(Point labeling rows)
-*-

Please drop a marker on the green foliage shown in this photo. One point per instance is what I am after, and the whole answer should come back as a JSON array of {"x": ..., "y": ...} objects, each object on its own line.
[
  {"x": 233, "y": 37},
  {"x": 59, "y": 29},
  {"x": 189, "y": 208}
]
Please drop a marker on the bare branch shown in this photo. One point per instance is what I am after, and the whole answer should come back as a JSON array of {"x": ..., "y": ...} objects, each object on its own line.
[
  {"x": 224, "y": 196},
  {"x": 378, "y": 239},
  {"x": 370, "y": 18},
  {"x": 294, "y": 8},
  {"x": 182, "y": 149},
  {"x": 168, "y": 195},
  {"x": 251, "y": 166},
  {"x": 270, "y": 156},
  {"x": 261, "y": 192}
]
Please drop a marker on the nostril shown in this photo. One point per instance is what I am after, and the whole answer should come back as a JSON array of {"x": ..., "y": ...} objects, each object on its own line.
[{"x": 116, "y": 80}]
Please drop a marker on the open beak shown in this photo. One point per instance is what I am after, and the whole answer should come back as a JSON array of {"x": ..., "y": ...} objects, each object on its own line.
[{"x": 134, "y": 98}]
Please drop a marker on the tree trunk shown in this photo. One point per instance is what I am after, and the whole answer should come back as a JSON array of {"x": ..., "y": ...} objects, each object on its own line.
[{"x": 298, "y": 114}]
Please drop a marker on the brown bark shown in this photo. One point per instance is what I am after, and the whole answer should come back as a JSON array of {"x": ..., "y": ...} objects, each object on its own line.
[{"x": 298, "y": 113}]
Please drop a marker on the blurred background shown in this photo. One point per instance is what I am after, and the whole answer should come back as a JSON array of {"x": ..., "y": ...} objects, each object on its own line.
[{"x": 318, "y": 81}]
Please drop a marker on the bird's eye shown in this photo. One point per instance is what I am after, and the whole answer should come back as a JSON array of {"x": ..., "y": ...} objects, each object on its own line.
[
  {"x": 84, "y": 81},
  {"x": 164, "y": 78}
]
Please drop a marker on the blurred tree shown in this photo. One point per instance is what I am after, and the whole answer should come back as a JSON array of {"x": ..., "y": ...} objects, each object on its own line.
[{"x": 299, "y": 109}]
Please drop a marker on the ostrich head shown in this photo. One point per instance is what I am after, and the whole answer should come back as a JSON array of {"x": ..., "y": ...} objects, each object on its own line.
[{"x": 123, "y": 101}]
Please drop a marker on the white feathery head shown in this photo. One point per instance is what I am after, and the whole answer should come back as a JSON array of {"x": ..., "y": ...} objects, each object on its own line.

-*-

▶ _PROBLEM REQUIREMENTS_: Update all the rows above by changing each "drop a marker" to "place a dot", leaving everything else the same.

▶ _EXERCISE SOLUTION_:
Please place a dot on the green foliage shown in this photo. One point per instance is what I am after, and the whole answer should come back as a JSON array of {"x": ..., "y": ...} objects, each object on its own line.
[
  {"x": 233, "y": 37},
  {"x": 59, "y": 29},
  {"x": 189, "y": 208}
]
Please place a dot on the bare branch shown in this photo. One point per instance is what I am after, and the whole answer should come back as a JSON array of {"x": ..., "y": ...} objects, each object on its own line.
[
  {"x": 224, "y": 196},
  {"x": 378, "y": 239},
  {"x": 370, "y": 18},
  {"x": 294, "y": 8},
  {"x": 182, "y": 149},
  {"x": 168, "y": 195},
  {"x": 251, "y": 166},
  {"x": 270, "y": 156},
  {"x": 261, "y": 192}
]
Please place a dot on the nostril shown in this photo. One point per instance is what I am after, and the whole answer should come back as a JSON array of {"x": ..., "y": ...} objects, each object on its own line.
[{"x": 116, "y": 80}]
Please place a dot on the open beak shown in this photo. One point per instance is what I am after, and the whole answer should come back as a JSON array of {"x": ..., "y": ...} objects, each object on its own line.
[{"x": 134, "y": 98}]
Please place a dot on the tree trunk shown in this photo. One point per instance is what I am after, and the whole answer should come back as a JSON array of {"x": ..., "y": ...} objects, each object on its own line.
[{"x": 298, "y": 114}]
Please place a dot on the brown bark shown in this photo. One point per instance is what I am after, and the whole answer should come back as a JSON array of {"x": ..., "y": ...} objects, each object on its own line.
[{"x": 298, "y": 113}]
Please place a dot on the blurred background shown in this photo. One point per instance is what I am after, and the whole answer should come back as a JSON array of {"x": ..., "y": ...} objects, each object on its own line.
[{"x": 318, "y": 81}]
Please place a dot on the bird's eye shown in this photo. One point per instance is what I am after, and the whole answer should come back as a JSON array of {"x": ..., "y": ...} objects, each object on its own line.
[
  {"x": 84, "y": 81},
  {"x": 164, "y": 78}
]
Please place a dot on the blurred tree shown in this photo. One point per instance is what I am after, and the whole answer should come back as a JSON array of {"x": ..., "y": ...} objects, each object on its own line.
[{"x": 299, "y": 109}]
Please place a dot on the ostrich head shown in this photo. One point per instance is what I am after, and the whole answer should come back as a JSON array of {"x": ..., "y": ...} objects, each object on its own line.
[{"x": 123, "y": 101}]
Please place a dot on the white feathery head shown in this photo. One point per instance is what I am after, and the whole answer should come back as a JSON array of {"x": ..., "y": ...} objects, each object on its own line.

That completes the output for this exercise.